- _Exercise prompt_
Apart from the pictures, every line below is to be set down exactly.

- _Given data_
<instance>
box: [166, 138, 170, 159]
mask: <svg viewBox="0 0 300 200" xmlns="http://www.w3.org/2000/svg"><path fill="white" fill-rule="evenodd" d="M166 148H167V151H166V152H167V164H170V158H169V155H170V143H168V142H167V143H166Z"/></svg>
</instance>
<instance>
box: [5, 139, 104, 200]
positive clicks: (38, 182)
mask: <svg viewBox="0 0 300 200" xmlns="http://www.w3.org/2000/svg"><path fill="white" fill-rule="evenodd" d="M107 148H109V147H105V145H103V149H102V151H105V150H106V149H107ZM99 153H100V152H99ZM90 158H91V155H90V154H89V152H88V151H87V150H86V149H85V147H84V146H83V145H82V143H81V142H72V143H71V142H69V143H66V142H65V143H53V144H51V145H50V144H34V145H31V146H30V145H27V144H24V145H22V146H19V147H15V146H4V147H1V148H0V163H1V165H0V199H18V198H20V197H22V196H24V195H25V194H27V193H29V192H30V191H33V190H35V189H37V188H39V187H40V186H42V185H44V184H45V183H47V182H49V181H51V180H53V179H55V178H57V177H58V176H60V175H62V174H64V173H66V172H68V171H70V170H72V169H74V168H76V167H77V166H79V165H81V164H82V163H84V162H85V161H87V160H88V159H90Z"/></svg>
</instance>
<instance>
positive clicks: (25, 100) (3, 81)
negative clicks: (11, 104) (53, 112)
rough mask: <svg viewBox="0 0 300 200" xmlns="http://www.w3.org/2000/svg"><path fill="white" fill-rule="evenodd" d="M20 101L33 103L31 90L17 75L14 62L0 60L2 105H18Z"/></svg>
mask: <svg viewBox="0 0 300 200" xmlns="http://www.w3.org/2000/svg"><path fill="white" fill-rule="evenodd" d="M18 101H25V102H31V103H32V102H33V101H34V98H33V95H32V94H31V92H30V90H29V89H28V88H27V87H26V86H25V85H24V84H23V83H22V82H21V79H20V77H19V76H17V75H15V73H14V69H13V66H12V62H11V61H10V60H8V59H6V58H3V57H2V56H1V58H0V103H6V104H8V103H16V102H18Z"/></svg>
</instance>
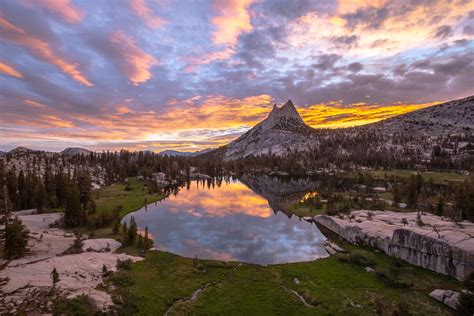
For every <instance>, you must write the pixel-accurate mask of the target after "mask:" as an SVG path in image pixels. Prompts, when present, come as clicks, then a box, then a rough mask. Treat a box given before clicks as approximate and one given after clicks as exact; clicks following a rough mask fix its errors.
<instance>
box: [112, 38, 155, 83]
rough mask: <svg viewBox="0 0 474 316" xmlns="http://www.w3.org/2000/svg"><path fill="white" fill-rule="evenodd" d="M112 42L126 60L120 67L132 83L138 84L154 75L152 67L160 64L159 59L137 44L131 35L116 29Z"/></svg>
mask: <svg viewBox="0 0 474 316" xmlns="http://www.w3.org/2000/svg"><path fill="white" fill-rule="evenodd" d="M110 42H111V43H112V44H113V45H115V46H116V48H117V49H118V50H119V54H120V55H121V57H122V58H123V61H124V62H123V63H121V64H120V65H119V68H120V70H121V71H122V72H123V73H124V74H125V75H126V76H127V77H128V79H129V80H130V82H131V83H132V84H134V85H138V84H140V83H143V82H145V81H147V80H149V79H150V78H151V77H152V75H151V72H150V69H151V67H153V66H154V65H157V64H158V60H157V59H156V58H155V57H154V56H152V55H150V54H147V53H146V52H145V51H143V49H141V48H140V47H139V46H137V45H136V44H135V40H134V39H133V38H132V37H131V36H130V35H128V34H126V33H125V32H123V31H116V32H114V33H112V35H111V36H110Z"/></svg>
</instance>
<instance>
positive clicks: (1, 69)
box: [0, 61, 23, 78]
mask: <svg viewBox="0 0 474 316" xmlns="http://www.w3.org/2000/svg"><path fill="white" fill-rule="evenodd" d="M0 72H3V73H4V74H7V75H9V76H12V77H16V78H23V75H22V74H21V72H19V71H18V70H16V69H15V68H13V67H12V66H10V65H8V64H7V63H4V62H2V61H0Z"/></svg>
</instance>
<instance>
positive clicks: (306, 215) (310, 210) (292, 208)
mask: <svg viewBox="0 0 474 316" xmlns="http://www.w3.org/2000/svg"><path fill="white" fill-rule="evenodd" d="M326 209H327V207H326V204H325V203H323V204H322V206H321V208H319V209H316V208H314V207H309V206H307V205H304V204H300V203H299V202H296V203H294V204H292V205H290V206H289V207H288V211H289V212H291V213H293V214H294V215H296V216H298V217H304V216H316V215H321V214H325V213H326Z"/></svg>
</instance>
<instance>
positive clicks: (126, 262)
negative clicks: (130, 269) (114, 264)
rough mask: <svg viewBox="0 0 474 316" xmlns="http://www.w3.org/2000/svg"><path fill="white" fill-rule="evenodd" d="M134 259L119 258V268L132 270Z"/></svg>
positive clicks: (117, 260)
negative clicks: (133, 259)
mask: <svg viewBox="0 0 474 316" xmlns="http://www.w3.org/2000/svg"><path fill="white" fill-rule="evenodd" d="M132 263H133V262H132V259H124V260H120V259H118V260H117V270H130V269H132Z"/></svg>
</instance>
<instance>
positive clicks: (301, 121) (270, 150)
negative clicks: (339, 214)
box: [212, 96, 474, 160]
mask: <svg viewBox="0 0 474 316" xmlns="http://www.w3.org/2000/svg"><path fill="white" fill-rule="evenodd" d="M473 131H474V96H469V97H466V98H463V99H459V100H454V101H450V102H446V103H443V104H438V105H434V106H431V107H427V108H424V109H420V110H416V111H413V112H410V113H406V114H403V115H399V116H395V117H392V118H389V119H386V120H382V121H379V122H376V123H371V124H367V125H362V126H355V127H348V128H340V129H334V130H330V129H329V130H328V129H314V128H311V127H310V126H308V125H306V124H305V123H304V121H303V120H302V118H301V116H300V115H299V114H298V112H297V111H296V108H295V106H294V104H293V102H291V100H288V102H286V103H285V104H284V105H283V106H281V107H278V106H277V105H275V106H274V107H273V109H272V111H271V112H270V113H269V115H268V117H267V118H266V119H264V120H263V121H261V122H260V123H258V124H257V125H255V126H254V127H253V128H251V129H250V130H248V131H247V132H246V133H244V134H243V135H242V136H240V137H239V138H237V139H236V140H234V141H232V142H231V143H229V144H228V145H226V146H223V147H220V148H219V149H218V150H217V151H215V152H213V153H212V154H217V155H218V156H221V157H223V158H224V159H225V160H233V159H240V158H243V157H249V156H261V155H276V156H283V155H286V154H289V153H296V152H309V151H314V150H317V149H318V148H321V147H323V148H327V147H329V148H330V147H337V148H338V150H339V152H340V155H347V154H349V152H351V151H353V149H351V146H352V145H353V143H352V142H351V141H350V139H357V138H361V137H362V135H364V134H366V136H367V137H369V138H374V137H375V136H376V137H378V140H377V141H375V142H369V143H367V144H366V146H368V147H371V146H373V147H374V148H373V149H374V150H378V149H377V148H379V149H380V148H381V147H386V148H388V147H393V148H394V149H396V150H400V148H401V147H403V146H407V145H408V144H406V143H405V144H396V142H397V141H394V135H395V134H403V135H405V136H409V137H412V138H416V137H421V138H430V137H438V136H447V135H461V134H465V133H466V132H473ZM343 135H345V136H343ZM336 139H340V141H341V143H338V142H337V141H336ZM381 139H384V140H383V142H381V143H377V142H379V141H381ZM410 146H412V148H415V147H416V146H418V145H417V144H416V142H415V143H413V144H410ZM425 154H426V155H428V154H429V153H428V152H426V153H425ZM327 158H328V159H329V157H327ZM333 158H334V157H333Z"/></svg>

- _Written response_
<instance>
box: [166, 138, 170, 159]
mask: <svg viewBox="0 0 300 200" xmlns="http://www.w3.org/2000/svg"><path fill="white" fill-rule="evenodd" d="M166 148H167V151H166V152H167V164H170V158H169V155H170V143H168V142H167V143H166Z"/></svg>
</instance>
<instance>
box: [5, 139, 104, 200]
positive clicks: (38, 182)
mask: <svg viewBox="0 0 300 200" xmlns="http://www.w3.org/2000/svg"><path fill="white" fill-rule="evenodd" d="M107 148H109V147H105V145H103V149H102V151H105V150H106V149H107ZM99 153H100V152H99ZM90 158H91V155H90V154H89V152H88V151H87V150H86V149H85V147H84V146H83V145H82V143H81V142H72V143H71V142H69V143H66V142H65V143H53V144H51V145H50V144H34V145H31V146H30V145H27V144H24V145H22V146H19V147H15V146H4V147H1V148H0V163H1V165H0V199H18V198H20V197H22V196H24V195H25V194H27V193H29V192H30V191H33V190H35V189H37V188H39V187H40V186H42V185H44V184H45V183H47V182H49V181H51V180H53V179H55V178H57V177H58V176H60V175H62V174H64V173H66V172H68V171H70V170H72V169H74V168H76V167H77V166H79V165H81V164H82V163H84V162H85V161H87V160H88V159H90Z"/></svg>
</instance>
<instance>
positive clicks: (25, 100) (3, 81)
negative clicks: (11, 104) (53, 112)
rough mask: <svg viewBox="0 0 300 200" xmlns="http://www.w3.org/2000/svg"><path fill="white" fill-rule="evenodd" d="M20 101L33 103L31 90L17 75L14 62L0 60L2 105H18Z"/></svg>
mask: <svg viewBox="0 0 300 200" xmlns="http://www.w3.org/2000/svg"><path fill="white" fill-rule="evenodd" d="M18 101H25V102H31V103H32V102H33V101H34V98H33V95H32V94H31V92H30V90H29V89H28V88H27V87H26V86H25V85H24V84H23V83H22V82H21V79H20V77H19V76H17V75H15V73H14V69H13V66H12V62H11V61H10V60H8V59H6V58H3V57H2V56H1V58H0V103H6V104H8V103H16V102H18Z"/></svg>
</instance>
For every <instance>, you must write the pixel-accurate mask of the target after "mask:" as an SVG path in image pixels. Prompts, when present, come as clicks, then a box, then a rough mask. Treat a box given before clicks as approximate and one given after clicks as exact; clicks following a rough mask fix its errors.
<instance>
box: [112, 38, 155, 83]
rough mask: <svg viewBox="0 0 474 316" xmlns="http://www.w3.org/2000/svg"><path fill="white" fill-rule="evenodd" d="M112 42L126 60L120 67L132 83L138 84L154 75L152 67L160 64L159 59L137 44L131 35L116 29Z"/></svg>
mask: <svg viewBox="0 0 474 316" xmlns="http://www.w3.org/2000/svg"><path fill="white" fill-rule="evenodd" d="M110 42H111V43H112V44H113V45H115V46H116V48H117V49H118V50H119V54H120V55H121V57H122V58H123V61H124V62H123V63H121V64H120V65H119V68H120V70H121V71H122V72H123V73H124V74H125V75H126V76H127V77H128V79H129V80H130V82H131V83H132V84H134V85H138V84H140V83H143V82H145V81H147V80H149V79H150V78H151V77H152V75H151V72H150V69H151V67H153V66H154V65H157V64H158V60H157V59H156V58H155V57H154V56H152V55H150V54H147V53H146V52H145V51H143V49H141V48H140V47H139V46H137V45H136V44H135V40H134V39H133V38H132V37H131V36H130V35H128V34H126V33H125V32H123V31H116V32H114V33H112V35H111V36H110Z"/></svg>
</instance>
<instance>
positive clicks: (1, 69)
box: [0, 61, 23, 78]
mask: <svg viewBox="0 0 474 316" xmlns="http://www.w3.org/2000/svg"><path fill="white" fill-rule="evenodd" d="M0 72H3V73H4V74H7V75H9V76H12V77H16V78H23V75H22V74H21V72H19V71H18V70H16V69H15V68H13V67H12V66H10V65H8V64H7V63H4V62H2V61H0Z"/></svg>
</instance>
<instance>
positive clicks: (306, 215) (310, 210) (292, 208)
mask: <svg viewBox="0 0 474 316" xmlns="http://www.w3.org/2000/svg"><path fill="white" fill-rule="evenodd" d="M326 209H327V207H326V204H325V203H323V204H322V206H321V208H319V209H316V208H314V207H309V206H307V205H304V204H300V203H299V202H296V203H294V204H292V205H290V206H289V207H288V211H289V212H291V213H293V214H294V215H296V216H298V217H304V216H316V215H321V214H325V213H326Z"/></svg>
</instance>
<instance>
positive clicks: (126, 262)
negative clicks: (130, 269) (114, 264)
rough mask: <svg viewBox="0 0 474 316" xmlns="http://www.w3.org/2000/svg"><path fill="white" fill-rule="evenodd" d="M134 259L119 258V268L132 270Z"/></svg>
positive clicks: (117, 260)
negative clicks: (133, 259)
mask: <svg viewBox="0 0 474 316" xmlns="http://www.w3.org/2000/svg"><path fill="white" fill-rule="evenodd" d="M132 263H133V262H132V259H124V260H120V259H118V260H117V270H130V269H132Z"/></svg>
</instance>
<instance>
positive clicks: (301, 121) (270, 150)
negative clicks: (339, 214)
box: [212, 96, 474, 160]
mask: <svg viewBox="0 0 474 316" xmlns="http://www.w3.org/2000/svg"><path fill="white" fill-rule="evenodd" d="M473 131H474V96H469V97H466V98H463V99H459V100H454V101H450V102H446V103H443V104H438V105H434V106H431V107H427V108H424V109H420V110H416V111H413V112H410V113H406V114H403V115H399V116H395V117H392V118H389V119H386V120H382V121H379V122H376V123H371V124H367V125H362V126H355V127H348V128H340V129H334V130H330V129H329V130H328V129H314V128H311V127H310V126H308V125H306V124H305V123H304V121H303V120H302V118H301V116H300V115H299V114H298V112H297V111H296V108H295V106H294V104H293V102H291V100H288V102H286V103H285V104H284V105H283V106H281V107H278V106H277V105H275V106H274V107H273V109H272V111H271V112H270V113H269V115H268V117H267V118H266V119H264V120H263V121H261V122H260V123H258V124H257V125H255V126H254V127H253V128H251V129H250V130H248V131H247V132H246V133H244V134H243V135H242V136H240V137H239V138H237V139H236V140H234V141H232V142H231V143H229V144H228V145H226V146H223V147H220V148H219V149H218V150H217V151H215V152H213V153H212V154H217V155H218V156H221V157H223V158H224V159H225V160H233V159H240V158H243V157H249V156H261V155H276V156H283V155H286V154H289V153H296V152H309V151H314V150H317V149H318V148H321V147H323V148H327V147H329V148H330V147H337V148H338V150H339V152H340V155H347V154H349V152H351V151H353V149H351V146H352V145H353V143H352V142H351V141H350V139H357V138H361V137H362V135H364V134H366V136H367V137H369V138H374V137H375V136H376V137H378V140H377V141H375V142H369V143H367V144H366V146H368V147H371V146H373V147H374V148H373V149H374V150H378V149H377V148H379V149H380V148H381V147H386V148H388V147H393V148H394V149H396V150H400V148H401V147H403V146H407V145H408V144H406V143H405V144H396V142H397V141H394V135H395V134H403V135H405V136H409V137H412V138H416V137H421V138H430V137H438V136H447V135H461V134H465V133H466V132H473ZM343 135H345V136H343ZM336 139H340V141H341V143H338V142H337V141H336ZM381 139H384V140H383V142H381V143H377V142H379V141H381ZM410 146H412V148H415V147H416V146H418V145H417V144H416V142H415V143H413V144H410ZM425 154H426V155H428V154H429V153H428V152H426V153H425ZM327 158H328V159H329V157H327ZM333 158H334V157H333Z"/></svg>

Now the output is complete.